Tasks and exercises ▸
[A] In the marriage-law passage, what fine is set for a wife who drinks spirituous liquor after being forbidden?
[B] Write the next part of the marriage-law passage, picking up after its final verse.

++++ Document

81. A barren wife may be superseded in the eighth year, she whose children (all) die in the tenth, she who bears only daughters in the eleventh, but she who is quarrelsome without delay.


82. But a sick wife who is kind (to her husband) and virtuous in her conduct, may be superseded (only) with her own consent and must never be disgraced.

83. A wife who, being superseded, in anger departs from (her husband’s) house, must either be instantly confined or cast off in the presence of the family.

84. But she who, though having been forbidden, drinks spirituous liquor even at festivals, or goes to public spectacles or assemblies, shall be fined six krishnalas.


85. If twice-born men wed women of their own and of other (lower castes), the seniority, honour, and habitation of those (wives) must be (settled) according to the order of the castes (varna).

86. Among all (twice-born men) the wife of equal caste alone, not a wife of a different caste by any means, shall personally attend her husband and assist him in his daily sacred rites.

87. But he who foolishly causes that (duty) to be performed by another, while his wife of equal caste is alive, is declared by the ancients (to be) as (despicable) as a Kandala (sprung from the) Brahmana (caste).

88. To a distinguished, handsome suitor (of) equal (caste) should (a father) give his daughter in accordance with the prescribed rule, though she have not attained (the proper age).

89. (But) the maiden, though marriageable, should rather stop in (the father’s) house until death, than that he should ever give her to a man destitute of good qualities.

90. Three years let a damsel wait, though she be marriageable; but after that time let her choose for herself a bridegroom (of) equal (caste and rank).


91. If, being not given in marriage, she herself seeks a husband, she incurs no guilt, nor (does) he whom she weds.

92. A maiden who choses for herself, shall not take with her any ornaments, given by her father or her mother, or her brothers; if she carries them away, it will be theft.

93. But he who takes (to wife) a marriageable damsel, shall not pay any nuptial fee to her father; for the (latter) will lose his dominion over her in consequence of his preventing (the legitimate result of the appearance of) her enemies.

94. A man, aged thirty years, shall marry a maiden of twelve who pleases him, or a man of twenty-four a girl eight years of age; if (the performance of) his duties would (otherwise) be impeded, (he must marry) sooner.


95. The husband receives his wife from the gods, (he does not wed her) according to his own will; doing what is agreeable to the gods, he must always support her (while she is) faithful.

96. To be mothers were women created, and to be fathers men; religious rites, therefore, are ordained in the Veda to be performed (by the husband) together with the wife.

97. If, after the nuptial fee has been paid for a maiden, the giver of the fee dies, she shall be given in marriage to his brother, in case she consents.

98. Even a Sudra ought not to take a nuptial fee, when he gives away his daughter; for he who takes a fee sell his daughter, covering (the transaction by another name).

99. Neither ancients nor moderns who were good men have done such (a deed) that, after promising (a daughter) to one man, they have her to another;

100. Nor, indeed, have we heard, even in former creations, of such (a thing as) the covert sale of a daughter for a fixed price, called a nuptial fee.

++++++++
++++ Data block

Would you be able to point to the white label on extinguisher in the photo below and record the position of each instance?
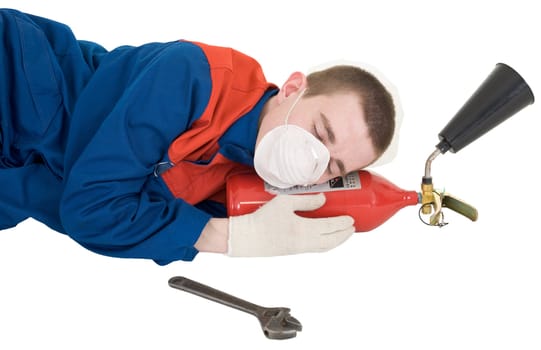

++++++++

Task-by-task outputs ▸
[A] Six krishnalas.

[B]
101. ‘Let mutual fidelity continue until death,’ this may be considered as the summary of the highest law for husband and wife.

102. Let man and woman, united in marriage, constantly exert themselves, that (they may not be) disunited (and) may not violate their mutual fidelity.

103. Thus has been declared to you the law for a husband and his wife, which is intimately connected with conjugal happiness, and the manner of raising offspring in times of calamity; learn (now the law concerning) the division of the inheritance.


104. After the death of the father and of the mother, the brothers, being assembled, may divide among themselves in equal shares the paternal (and the maternal) estate; for, they have no power (over it) while the parents live.

105. (Or) the eldest alone may take the whole paternal estate, the others shall live under him just as (they lived) under their father.

106. Immediately on the birth of his first-born a man is (called) the father of a son and is freed from the debt to the manes; that (son), therefore, is worthy (to receive) the whole estate.

107. That son alone on whom he throws his debt and through whom he obtains immortality, is begotten for (the fulfilment of) the law; all the rest they consider the offspring of desire.

108. As a father (supports) his sons, so let the eldest support his younger brothers, and let them also in accordance with the law behave towards their eldest brother as sons (behave towards their father).

109. The eldest (son) makes the family prosperous or, on the contrary, brings it to ruin; the eldest (is considered) among men most worthy of honour, the eldest is not treated with disrespect by the virtuous.

110. If the eldest brother behaves as an eldest brother (ought to do), he (must be treated) like a mother and like a father; but if he behaves in a manner unworthy of an eldest brother, he should yet be honoured like a kinsman.

111. Either let them thus live together, or apart, if (each) desires (to gain) spiritual merit; for (by their living) separate (their) merit increases, hence separation is meritorious.

112. The additional share (deducted) for the eldest shall be one-twentieth (of the estate) and the best of all chattels, for the middlemost half of that, but for the youngest one-fourth.

113. Both the eldest and the youngest shall take (their shares) according to (the rule just) stated (each of) those who are between the eldest and the youngest, shall have the share (prescribed for the) middlemost.

114. Among the goods of every kind the eldest shall take the best (article), and (even a single chattel) which is particularly good, as well as the best of ten (animals).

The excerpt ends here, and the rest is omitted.